__Supplied records__.
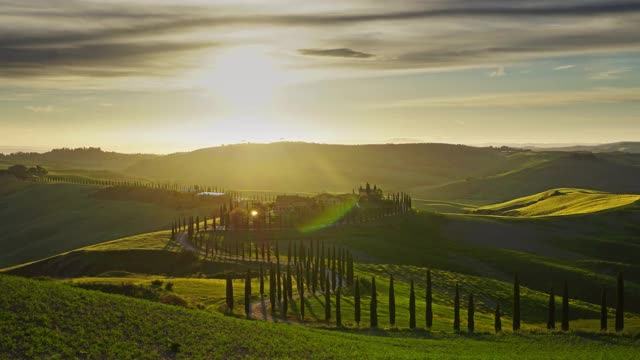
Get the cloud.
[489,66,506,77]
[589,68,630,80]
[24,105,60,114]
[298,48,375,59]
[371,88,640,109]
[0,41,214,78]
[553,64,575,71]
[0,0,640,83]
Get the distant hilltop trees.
==
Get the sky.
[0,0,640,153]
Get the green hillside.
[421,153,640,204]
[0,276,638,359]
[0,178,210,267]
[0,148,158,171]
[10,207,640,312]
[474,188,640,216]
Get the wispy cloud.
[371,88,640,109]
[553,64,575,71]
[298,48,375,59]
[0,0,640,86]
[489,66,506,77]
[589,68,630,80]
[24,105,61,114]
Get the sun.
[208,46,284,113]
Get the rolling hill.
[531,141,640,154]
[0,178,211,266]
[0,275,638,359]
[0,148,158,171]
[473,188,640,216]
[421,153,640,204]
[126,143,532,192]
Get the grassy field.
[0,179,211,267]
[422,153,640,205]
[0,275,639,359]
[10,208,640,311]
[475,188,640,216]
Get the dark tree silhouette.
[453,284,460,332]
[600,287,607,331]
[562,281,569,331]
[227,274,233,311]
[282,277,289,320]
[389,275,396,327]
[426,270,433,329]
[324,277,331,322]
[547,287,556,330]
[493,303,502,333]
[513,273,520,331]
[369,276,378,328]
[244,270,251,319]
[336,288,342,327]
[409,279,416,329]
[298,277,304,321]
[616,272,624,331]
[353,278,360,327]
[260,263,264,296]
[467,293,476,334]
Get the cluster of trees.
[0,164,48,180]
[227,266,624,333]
--
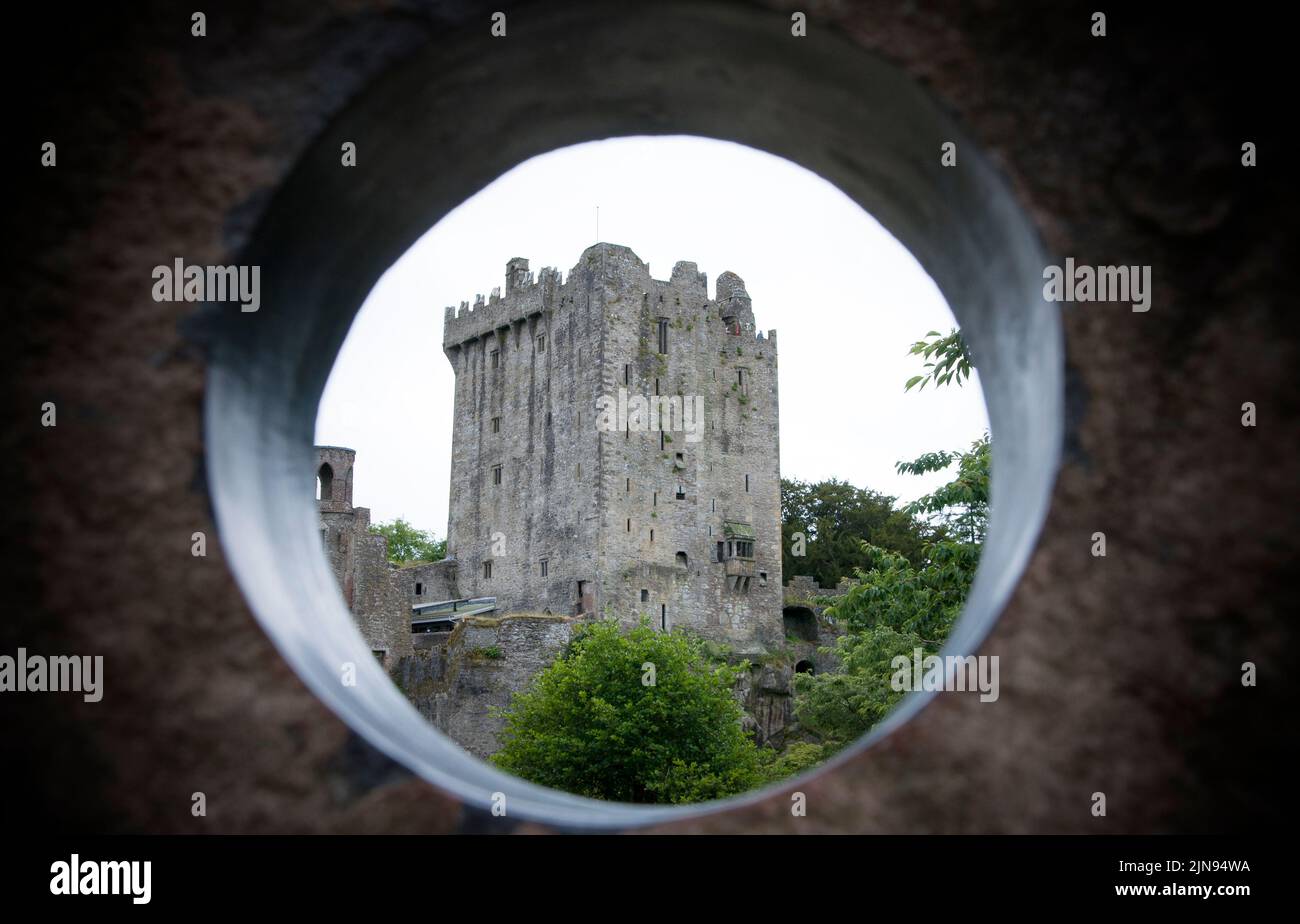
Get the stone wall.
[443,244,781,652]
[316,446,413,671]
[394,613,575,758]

__Short task__. Gather every line of the records above that contains the string "trees", matching case exactly.

__Answer below__.
Get the distant hilltop trees.
Get the cluster of trees.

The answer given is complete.